THE STUDY AREA: THE BISTRICA KARST SPRING
Introduction
In spite of its relatively low discharge, the Bistrica karst spring (Fig. 1) is one of the most important drinking water resources in southwestern Slovenia. The spring is tapped for the water supply of the major part of the Municipality of Ilirska Bistrica, a few villages in the neighbouring Municipality of Hrpelje - Kozina and a part of the territory of the Republic of Croatia in the hinterland of the Gulf of Quarnero. In total, about 15,000 people are supplied from this spring. The significance of the spring is increased by the fact that there is no other drinking water resource available which can be used in the event of contamination. The spring is a permanent source of the hydrogeological unit of several karst springs of the river Bistrica situated along the western margin of the Snežnik karst plateau at the contact with impermeable flysch of the Reka valley in the vicinity of the town of Ilirska Bistrica.

**GIVEN INFORMATION:**

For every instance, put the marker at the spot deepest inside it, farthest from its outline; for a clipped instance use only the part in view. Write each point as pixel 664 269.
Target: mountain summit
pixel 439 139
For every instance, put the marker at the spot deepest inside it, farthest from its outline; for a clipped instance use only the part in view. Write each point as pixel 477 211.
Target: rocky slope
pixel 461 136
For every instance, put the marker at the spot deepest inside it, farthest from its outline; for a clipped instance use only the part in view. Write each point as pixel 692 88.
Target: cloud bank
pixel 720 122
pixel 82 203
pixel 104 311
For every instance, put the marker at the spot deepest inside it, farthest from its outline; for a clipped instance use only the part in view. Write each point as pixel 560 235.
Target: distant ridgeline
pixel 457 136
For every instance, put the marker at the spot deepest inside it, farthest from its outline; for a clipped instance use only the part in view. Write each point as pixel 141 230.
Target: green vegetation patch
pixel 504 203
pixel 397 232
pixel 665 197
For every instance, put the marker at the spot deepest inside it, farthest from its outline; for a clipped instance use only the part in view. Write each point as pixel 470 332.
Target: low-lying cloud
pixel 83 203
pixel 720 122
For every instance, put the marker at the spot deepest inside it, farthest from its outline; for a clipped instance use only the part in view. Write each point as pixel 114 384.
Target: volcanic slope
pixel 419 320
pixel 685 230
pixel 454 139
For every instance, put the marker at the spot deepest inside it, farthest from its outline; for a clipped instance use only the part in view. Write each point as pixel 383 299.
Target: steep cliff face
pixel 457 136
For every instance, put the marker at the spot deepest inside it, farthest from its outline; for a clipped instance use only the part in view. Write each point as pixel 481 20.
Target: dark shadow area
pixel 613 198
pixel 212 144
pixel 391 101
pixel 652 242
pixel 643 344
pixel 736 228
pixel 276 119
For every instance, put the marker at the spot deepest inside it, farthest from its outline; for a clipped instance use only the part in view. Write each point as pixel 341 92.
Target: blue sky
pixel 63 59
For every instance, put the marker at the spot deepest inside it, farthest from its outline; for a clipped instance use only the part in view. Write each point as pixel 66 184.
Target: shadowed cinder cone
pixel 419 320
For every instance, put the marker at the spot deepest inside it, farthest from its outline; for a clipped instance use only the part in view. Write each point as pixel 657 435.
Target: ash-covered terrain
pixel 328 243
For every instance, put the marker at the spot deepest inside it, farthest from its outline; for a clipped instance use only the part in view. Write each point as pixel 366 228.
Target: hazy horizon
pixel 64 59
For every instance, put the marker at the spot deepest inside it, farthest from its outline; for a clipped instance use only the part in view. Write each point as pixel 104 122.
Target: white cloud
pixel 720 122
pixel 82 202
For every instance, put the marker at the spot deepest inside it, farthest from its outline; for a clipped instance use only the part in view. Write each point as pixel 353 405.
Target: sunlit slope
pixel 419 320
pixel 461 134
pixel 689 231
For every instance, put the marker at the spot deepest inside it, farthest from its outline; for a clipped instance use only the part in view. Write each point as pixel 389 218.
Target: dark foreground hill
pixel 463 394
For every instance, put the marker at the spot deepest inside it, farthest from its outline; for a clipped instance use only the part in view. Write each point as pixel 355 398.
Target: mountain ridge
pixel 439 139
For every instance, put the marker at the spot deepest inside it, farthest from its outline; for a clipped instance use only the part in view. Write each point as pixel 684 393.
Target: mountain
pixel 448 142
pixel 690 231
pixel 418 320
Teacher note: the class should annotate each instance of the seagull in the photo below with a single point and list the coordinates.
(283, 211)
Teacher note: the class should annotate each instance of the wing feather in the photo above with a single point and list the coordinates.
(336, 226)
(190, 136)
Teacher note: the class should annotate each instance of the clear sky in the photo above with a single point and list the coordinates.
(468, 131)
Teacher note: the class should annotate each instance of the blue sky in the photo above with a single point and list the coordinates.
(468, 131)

**TASKS FOR THIS EXERCISE:**
1: According to the passage about the Bistrica karst spring, about how many people get their water from the spring?
2: Carry on the passage about the Bistrica karst spring, picking up right after its last sentence.

**OUTPUTS IN ORDER:**
1: About 15,000 people.

2:
Hydrological characteristics of the spring and its background
The hydrogeological background of the spring stretches over the high karst of the Snežnik plateau. Deeply karstified Cretaceous and Jurassic limestones, dolomites and dolomite-limestone breccias of good and medium permeability prevail (Šikic et al. 1972; Šikic & Pleničar 1975). The detailed geological structure of the background is shown in Fig. 3. Tectonically, the Snežnik plateau is part of the Snežnik thrust sheet and belongs to the northwestern Dinarids (Placer 1981). The central part of the plateau lies at an average elevation of 1,000 to 1,400 m; the highest peak is Snežnik (1796 m). The plateau karst surface is characterised by conical-shaped hills, deep dolines of various shapes, size and morphogenesis, deep shafts and typical glacio-karstic depressions filled with glacial debris from the last Glacial when the mountain of Snežnik was ice-capped and some small slope glaciers were active (Šifrer 1959). In addition to running towards the Bistrica karst springs, the autochthonous precipitation water which percolates into the deep karst aquifer of the Snežnik plateau runs towards other karst springs in its margin. The underground watershed between several karst springs and also between the Adriatic and Black Sea basins is found in the area of the plateau. Although the local erosion base of the Reka valley, which drains karst springs in the western margin of the plateau, is among the lowest (400 m), the majority of abundant precipitation runs towards the catchment area of the rivers Ljubljanica (555 m) and Riječina (350 m). The latter is captured for the water supply of the city of Rijeka and the neighbouring settlements
in the hinterland of the Gulf of Quamero, Croatia (Kovacic 2003).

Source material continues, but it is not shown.